§ **GIVEN PASSAGE**
■ ■ ■ ■ ■
Film History. Years covered: 1880-2018. Studies by Movement, Country, Director.
Tuesday, September 15, 2020
FILM SCREENING - L'Avventura & Discussion
L'Avventura
This week's film L'Avventura is a particularly strange film in COVID times. Modernism can possibly seem quite cold and distant after Neorealism, but below the surface there are similar issues at play - one is steeped in wartime issues, the other post-war reckoning. Be sure to check out David Bordwell's video in the page after the film for further context and analysis.
The film stars Monica Vitti, which was a star making performance from her. It explores the empty and cold lives of various couples as they go on a trip through the Mediterranean Sea, as one of them goes missing.
Much has been said about the philosophy of this film over the years but we truly see it as a film, which explores the emptiness of these people's emotional lives and their lack of love in it.
It's incredible subjective, with many questions being asked of the audience with no answer.
Directors and writers have a lot to learn from someone like Antonioni who could do so much by having characters say so little.
One of Antonioni's most well known films is L’Avventura (1960). The film is about a group of friends that go to an uninhabited island. One of the friends Anna (Lea Massari) disappears and her friend Claudia (Monica Vitti) and lover Sandro (Gabriele Ferzetti) try to find her. They never do find Anna and seem to give up trying as the film progresses. Sandro and Claudia become lovers and Mast and Kawin suggest that the film expresses that betrayal is a fact of life.
Assignment post- movie
In at least 300 words, please respond to the following questions:
Please write about a scene from L'Avventura and explain how the scene illustrates one of the formal characteristics of modernism. Your post should identify and analyze one of the elements of modernism covered in the reading and Module. You also may wish to discuss other Italian modernist films and how their formal characteristics reflect modernist style. How are they different or similar from L'Avventura? You should embed a still or YouTube clip from the scene you choose from L'Avventura in your post. Please choose a scene that someone from your group has not already discussed.
Ida Z daRoza - Module 4 - L'Avventura (1960)
The introduction to this photo is that Sandro and Claudia, Anna’s best friend and her fiancé, gave up searching for her after a few days from when she got lost on a weekend cruise. They started an affair and in this scene they go to are at a mansion where there is a fabulous party.
They are amoral and seem unbothered for giving up and betraying Anna with their sexual affair which happened quickly after their friend’s disappearance. They’ve moved on and decided that they are in love, or is it sexual attraction?
■ ■ ■ ■ ■
§ **DATASET CONTENT**

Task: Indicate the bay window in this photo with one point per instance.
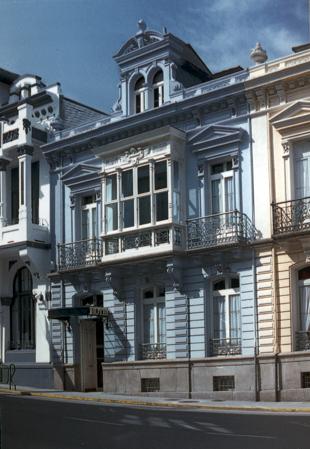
(158, 89)
(111, 208)
(140, 95)
(137, 197)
■ ■ ■ ■ ■
§ **WORK ORDER 1**
Condense the paragraph of the L'Avventura post beginning "One of Antonioni's most well known films" while keeping its main facts.
§ **WORK ORDER 2**
Rewrite the L'Avventura post from "They are amoral" to "it sexual attraction?", using "unscrupulous" in place of "amoral".
The listing has no connection to the L'Avventura post.

§ **YOUR RESPONSE 1**
L'Avventura (1960), one of Antonioni's best-known films, follows a group of friends to an uninhabited island. There Anna (Lea Massari) disappears. Her friend Claudia (Monica Vitti) and her lover Sandro (Gabriele Ferzetti) search for her but never find her, and they gradually give up and become lovers. Mast and Kawin suggest the film expresses that betrayal is a fact of life.

§ **YOUR RESPONSE 2**
They are unscrupulous and seem unbothered for giving up and betraying Anna with their sexual affair which happened quickly after their friend’s disappearance. They’ve moved on and decided that they are in love, or is it sexual attraction?